(Exercise brief):
Word for word, set down every record that appears below.

(Beginning of Provided material)

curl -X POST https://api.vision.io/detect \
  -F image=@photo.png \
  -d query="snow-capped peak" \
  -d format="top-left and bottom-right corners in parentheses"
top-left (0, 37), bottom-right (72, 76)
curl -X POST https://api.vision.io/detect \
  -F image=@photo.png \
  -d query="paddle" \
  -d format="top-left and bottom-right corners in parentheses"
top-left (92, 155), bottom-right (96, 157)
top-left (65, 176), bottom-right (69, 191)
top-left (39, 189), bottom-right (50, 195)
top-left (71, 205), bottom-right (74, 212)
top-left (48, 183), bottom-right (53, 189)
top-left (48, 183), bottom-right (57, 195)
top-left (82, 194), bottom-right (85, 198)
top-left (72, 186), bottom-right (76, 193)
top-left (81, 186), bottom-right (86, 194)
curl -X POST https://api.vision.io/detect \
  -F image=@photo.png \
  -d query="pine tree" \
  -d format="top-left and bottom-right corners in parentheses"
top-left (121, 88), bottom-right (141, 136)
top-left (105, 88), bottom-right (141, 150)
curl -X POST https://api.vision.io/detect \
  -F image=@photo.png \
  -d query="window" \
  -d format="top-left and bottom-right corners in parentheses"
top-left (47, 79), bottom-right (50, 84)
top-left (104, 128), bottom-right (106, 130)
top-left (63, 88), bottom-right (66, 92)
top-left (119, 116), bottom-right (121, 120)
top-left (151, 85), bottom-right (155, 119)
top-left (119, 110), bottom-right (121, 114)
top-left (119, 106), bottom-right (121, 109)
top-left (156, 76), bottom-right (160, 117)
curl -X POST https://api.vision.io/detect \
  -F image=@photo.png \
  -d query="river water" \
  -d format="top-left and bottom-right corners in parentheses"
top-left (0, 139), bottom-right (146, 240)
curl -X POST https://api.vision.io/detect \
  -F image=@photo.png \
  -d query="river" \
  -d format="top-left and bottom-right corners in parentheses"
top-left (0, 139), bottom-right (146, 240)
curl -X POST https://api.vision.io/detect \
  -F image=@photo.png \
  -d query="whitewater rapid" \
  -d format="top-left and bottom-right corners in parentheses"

(End of Provided material)

(Task answer):
curl -X POST https://api.vision.io/detect \
  -F image=@photo.png \
  -d query="snow-capped peak" \
  -d format="top-left and bottom-right corners in parentheses"
top-left (0, 37), bottom-right (72, 76)
curl -X POST https://api.vision.io/detect \
  -F image=@photo.png \
  -d query="paddle" \
  -d format="top-left and bottom-right corners in parentheses"
top-left (92, 155), bottom-right (96, 157)
top-left (65, 176), bottom-right (69, 191)
top-left (39, 189), bottom-right (50, 195)
top-left (71, 205), bottom-right (74, 212)
top-left (48, 183), bottom-right (53, 189)
top-left (48, 183), bottom-right (57, 195)
top-left (82, 194), bottom-right (85, 198)
top-left (72, 186), bottom-right (76, 193)
top-left (81, 186), bottom-right (86, 194)
curl -X POST https://api.vision.io/detect \
  -F image=@photo.png \
  -d query="pine tree" \
  -d format="top-left and bottom-right corners in parentheses"
top-left (121, 88), bottom-right (141, 136)
top-left (105, 88), bottom-right (141, 150)
curl -X POST https://api.vision.io/detect \
  -F image=@photo.png \
  -d query="window" \
  -d format="top-left and bottom-right corners in parentheses"
top-left (47, 79), bottom-right (50, 84)
top-left (104, 128), bottom-right (106, 130)
top-left (63, 88), bottom-right (66, 92)
top-left (119, 116), bottom-right (121, 120)
top-left (151, 85), bottom-right (155, 119)
top-left (119, 110), bottom-right (121, 114)
top-left (119, 106), bottom-right (121, 109)
top-left (156, 76), bottom-right (160, 117)
curl -X POST https://api.vision.io/detect \
  -F image=@photo.png \
  -d query="river water" \
  -d format="top-left and bottom-right corners in parentheses"
top-left (0, 139), bottom-right (146, 240)
curl -X POST https://api.vision.io/detect \
  -F image=@photo.png \
  -d query="river" \
  -d format="top-left and bottom-right corners in parentheses"
top-left (0, 139), bottom-right (146, 240)
curl -X POST https://api.vision.io/detect \
  -F image=@photo.png \
  -d query="whitewater rapid" \
  -d format="top-left and bottom-right corners in parentheses"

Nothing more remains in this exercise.